■ **Check your understanding**:
1 – In the case passage, why was patient N7 not given endovascular intervention? Answer in one to three sentences.
2 – According to the case passage, how long after the procedure did patient N4 die?

Three patients with evidence of moderate or severe brain injury proceeded with digital subtraction angiography (DSA), and two underwent endovascular intervention. The treatment course is described below. One patient (N4) presented with a GSC score of 3 (M1V1 E1); the emergent CT revealed cerebellar hemorrhage and brain stem edema, and the subsequent DSA confirmed a complete occlusion in the great cerebral vein, straight sinus, left transverse sinus, and sigmoid sinus. A decision was made to proceed with emergent venous thrombectomy with heparin and urokinase via injection through a microcatheter positioned directly to the clot. However, the intervention failed to dissolute the clot and the patient died 4 days after the procedure. One patient (N6) presented with a GCS score of 9 (M4V1 E4) and had radiographic evidence of subarachnoid hemorrhage, left frontal and bilateral parietal lobe hemorrhage complicated by diffuse cerebral edema. The DSA confirmed a complete superficial and deep venous occlusion. Figure 1 demonstrates the radiographic features of CVT in case 6. She underwent emergent venous thrombectomy followed by decompressive craniotomy. Unfortunately, the patient died on postoperative day 4 despite the above measures. One patient (N7) with a GCS score of 11 (M6 V1 E4) underwent DSA, which showed an occluded sinus, but the circulation was compensated by reflux flow from the sylvian vein. Thus, a decision was made to not proceed with endovascular intervention.

Items listed in a dataset
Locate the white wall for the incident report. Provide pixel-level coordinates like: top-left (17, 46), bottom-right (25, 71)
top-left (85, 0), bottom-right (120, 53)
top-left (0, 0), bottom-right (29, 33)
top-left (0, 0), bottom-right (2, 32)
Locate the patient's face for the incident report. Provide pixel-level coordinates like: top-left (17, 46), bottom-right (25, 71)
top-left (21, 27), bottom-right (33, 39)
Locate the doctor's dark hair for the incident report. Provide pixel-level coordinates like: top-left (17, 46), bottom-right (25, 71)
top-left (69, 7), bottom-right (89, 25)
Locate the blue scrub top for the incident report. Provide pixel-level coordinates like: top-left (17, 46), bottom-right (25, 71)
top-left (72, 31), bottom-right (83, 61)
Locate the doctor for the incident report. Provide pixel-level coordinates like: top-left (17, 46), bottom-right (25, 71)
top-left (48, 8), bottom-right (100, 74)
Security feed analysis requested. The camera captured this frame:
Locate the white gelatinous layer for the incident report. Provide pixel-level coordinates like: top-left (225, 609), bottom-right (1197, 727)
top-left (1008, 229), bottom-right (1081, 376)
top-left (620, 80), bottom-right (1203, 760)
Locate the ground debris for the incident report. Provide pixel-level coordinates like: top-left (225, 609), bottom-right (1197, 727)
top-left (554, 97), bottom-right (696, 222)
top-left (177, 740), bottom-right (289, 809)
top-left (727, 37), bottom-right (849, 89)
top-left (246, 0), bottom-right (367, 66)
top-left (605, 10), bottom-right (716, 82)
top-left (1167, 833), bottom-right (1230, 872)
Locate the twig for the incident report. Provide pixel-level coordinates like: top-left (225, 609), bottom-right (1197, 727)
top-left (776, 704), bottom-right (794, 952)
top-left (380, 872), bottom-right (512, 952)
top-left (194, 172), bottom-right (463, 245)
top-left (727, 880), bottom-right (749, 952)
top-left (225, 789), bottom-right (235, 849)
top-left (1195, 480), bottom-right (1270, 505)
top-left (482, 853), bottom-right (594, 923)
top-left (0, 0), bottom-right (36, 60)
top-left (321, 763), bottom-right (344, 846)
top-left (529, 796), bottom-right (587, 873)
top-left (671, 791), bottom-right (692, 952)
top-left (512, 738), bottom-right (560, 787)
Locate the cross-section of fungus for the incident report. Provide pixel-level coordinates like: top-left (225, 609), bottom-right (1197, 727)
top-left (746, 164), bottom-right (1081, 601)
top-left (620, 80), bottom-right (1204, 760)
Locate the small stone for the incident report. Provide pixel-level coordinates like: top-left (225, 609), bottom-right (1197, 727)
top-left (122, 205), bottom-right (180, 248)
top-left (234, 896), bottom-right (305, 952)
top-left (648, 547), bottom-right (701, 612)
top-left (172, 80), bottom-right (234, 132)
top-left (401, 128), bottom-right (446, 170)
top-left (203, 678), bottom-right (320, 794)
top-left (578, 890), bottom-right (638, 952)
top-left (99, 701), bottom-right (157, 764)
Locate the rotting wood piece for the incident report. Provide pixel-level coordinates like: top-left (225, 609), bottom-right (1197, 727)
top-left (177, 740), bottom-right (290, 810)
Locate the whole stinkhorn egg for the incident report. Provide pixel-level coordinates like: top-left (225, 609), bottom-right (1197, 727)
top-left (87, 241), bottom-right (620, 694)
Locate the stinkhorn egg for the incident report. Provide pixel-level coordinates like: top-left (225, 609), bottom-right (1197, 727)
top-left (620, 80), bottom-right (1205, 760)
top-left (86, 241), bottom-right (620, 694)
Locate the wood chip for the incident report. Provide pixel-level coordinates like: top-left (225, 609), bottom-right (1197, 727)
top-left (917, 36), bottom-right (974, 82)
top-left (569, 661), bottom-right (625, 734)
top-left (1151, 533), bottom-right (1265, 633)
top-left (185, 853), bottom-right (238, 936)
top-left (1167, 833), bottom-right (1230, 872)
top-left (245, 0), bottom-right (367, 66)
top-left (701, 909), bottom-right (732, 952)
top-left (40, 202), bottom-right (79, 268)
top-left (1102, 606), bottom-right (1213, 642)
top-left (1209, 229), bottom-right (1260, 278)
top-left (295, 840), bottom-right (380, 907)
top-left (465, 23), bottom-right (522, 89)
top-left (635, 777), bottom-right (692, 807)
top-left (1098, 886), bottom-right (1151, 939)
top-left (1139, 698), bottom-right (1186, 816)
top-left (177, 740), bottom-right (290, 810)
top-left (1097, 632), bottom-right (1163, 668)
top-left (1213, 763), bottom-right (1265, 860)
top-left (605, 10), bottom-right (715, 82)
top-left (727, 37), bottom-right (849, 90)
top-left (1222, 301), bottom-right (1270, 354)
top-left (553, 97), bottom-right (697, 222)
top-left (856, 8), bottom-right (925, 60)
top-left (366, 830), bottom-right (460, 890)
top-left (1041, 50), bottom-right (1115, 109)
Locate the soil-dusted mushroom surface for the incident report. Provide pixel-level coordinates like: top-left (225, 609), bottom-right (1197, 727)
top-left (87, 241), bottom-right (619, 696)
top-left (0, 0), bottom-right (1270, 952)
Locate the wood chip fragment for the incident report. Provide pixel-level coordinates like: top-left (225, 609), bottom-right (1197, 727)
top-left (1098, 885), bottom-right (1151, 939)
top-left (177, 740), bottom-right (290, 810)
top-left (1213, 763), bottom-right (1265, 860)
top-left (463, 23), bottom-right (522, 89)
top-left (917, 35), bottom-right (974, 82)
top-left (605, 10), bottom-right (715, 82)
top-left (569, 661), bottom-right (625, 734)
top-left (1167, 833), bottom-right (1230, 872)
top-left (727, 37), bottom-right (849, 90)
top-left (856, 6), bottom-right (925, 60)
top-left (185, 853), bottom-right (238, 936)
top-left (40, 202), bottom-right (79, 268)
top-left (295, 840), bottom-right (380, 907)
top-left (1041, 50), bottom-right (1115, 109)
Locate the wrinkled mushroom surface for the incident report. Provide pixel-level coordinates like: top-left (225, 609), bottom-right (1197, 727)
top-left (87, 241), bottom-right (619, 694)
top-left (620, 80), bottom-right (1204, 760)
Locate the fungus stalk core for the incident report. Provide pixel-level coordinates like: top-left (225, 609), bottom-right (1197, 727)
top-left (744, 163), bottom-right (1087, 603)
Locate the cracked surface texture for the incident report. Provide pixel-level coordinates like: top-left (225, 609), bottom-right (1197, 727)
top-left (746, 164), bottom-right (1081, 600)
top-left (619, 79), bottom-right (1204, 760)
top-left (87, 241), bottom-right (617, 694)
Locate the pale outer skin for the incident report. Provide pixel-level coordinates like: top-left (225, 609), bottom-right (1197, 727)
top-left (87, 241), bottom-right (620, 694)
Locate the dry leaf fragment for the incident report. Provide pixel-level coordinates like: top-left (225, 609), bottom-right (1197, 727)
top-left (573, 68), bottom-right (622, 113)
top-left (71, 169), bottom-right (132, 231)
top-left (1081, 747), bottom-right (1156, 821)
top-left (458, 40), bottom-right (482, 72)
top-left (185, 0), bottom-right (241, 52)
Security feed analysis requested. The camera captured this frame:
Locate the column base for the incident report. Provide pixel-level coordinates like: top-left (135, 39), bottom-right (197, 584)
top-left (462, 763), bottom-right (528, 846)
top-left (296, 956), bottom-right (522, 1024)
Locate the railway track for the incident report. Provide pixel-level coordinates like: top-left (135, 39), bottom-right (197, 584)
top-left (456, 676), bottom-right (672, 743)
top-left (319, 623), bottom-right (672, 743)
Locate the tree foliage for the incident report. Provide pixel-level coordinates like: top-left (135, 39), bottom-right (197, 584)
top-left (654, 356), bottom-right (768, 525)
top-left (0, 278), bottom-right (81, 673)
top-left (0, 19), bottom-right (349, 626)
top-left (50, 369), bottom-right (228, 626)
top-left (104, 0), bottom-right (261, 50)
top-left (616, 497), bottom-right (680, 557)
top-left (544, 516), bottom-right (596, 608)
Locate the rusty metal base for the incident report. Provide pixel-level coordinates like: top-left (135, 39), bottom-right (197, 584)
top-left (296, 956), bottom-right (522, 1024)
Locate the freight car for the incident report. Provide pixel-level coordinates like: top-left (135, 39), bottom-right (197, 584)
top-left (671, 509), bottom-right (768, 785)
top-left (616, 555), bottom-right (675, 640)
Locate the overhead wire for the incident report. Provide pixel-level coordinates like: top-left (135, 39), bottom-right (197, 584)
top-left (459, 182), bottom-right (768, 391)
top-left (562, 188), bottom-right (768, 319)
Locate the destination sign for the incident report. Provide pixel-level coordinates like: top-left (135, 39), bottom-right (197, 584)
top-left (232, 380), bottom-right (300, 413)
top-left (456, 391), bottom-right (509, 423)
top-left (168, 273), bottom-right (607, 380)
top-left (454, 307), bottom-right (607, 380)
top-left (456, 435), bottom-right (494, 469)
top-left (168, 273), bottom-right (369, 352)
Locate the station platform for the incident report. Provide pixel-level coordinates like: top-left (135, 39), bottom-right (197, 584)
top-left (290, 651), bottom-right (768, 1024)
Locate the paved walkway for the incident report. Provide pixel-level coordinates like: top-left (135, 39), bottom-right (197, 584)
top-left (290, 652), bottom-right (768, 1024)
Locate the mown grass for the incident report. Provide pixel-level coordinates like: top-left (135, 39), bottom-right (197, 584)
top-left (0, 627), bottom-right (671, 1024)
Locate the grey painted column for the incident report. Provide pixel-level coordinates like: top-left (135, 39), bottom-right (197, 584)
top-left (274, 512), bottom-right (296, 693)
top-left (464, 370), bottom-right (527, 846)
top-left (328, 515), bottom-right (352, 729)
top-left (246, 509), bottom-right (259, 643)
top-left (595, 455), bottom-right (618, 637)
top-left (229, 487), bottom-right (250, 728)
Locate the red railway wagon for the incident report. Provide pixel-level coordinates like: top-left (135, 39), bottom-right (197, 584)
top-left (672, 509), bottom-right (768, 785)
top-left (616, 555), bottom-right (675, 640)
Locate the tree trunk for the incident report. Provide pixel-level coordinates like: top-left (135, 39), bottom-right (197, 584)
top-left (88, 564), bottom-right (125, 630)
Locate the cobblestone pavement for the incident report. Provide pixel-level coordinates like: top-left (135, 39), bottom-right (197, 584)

■ **Responses in order**:
1 – The DSA for patient N7 showed an occluded sinus, but the circulation was compensated by reflux flow from the sylvian vein. For that reason, the decision was made not to go ahead with endovascular intervention.

2 – 4 days after the procedure.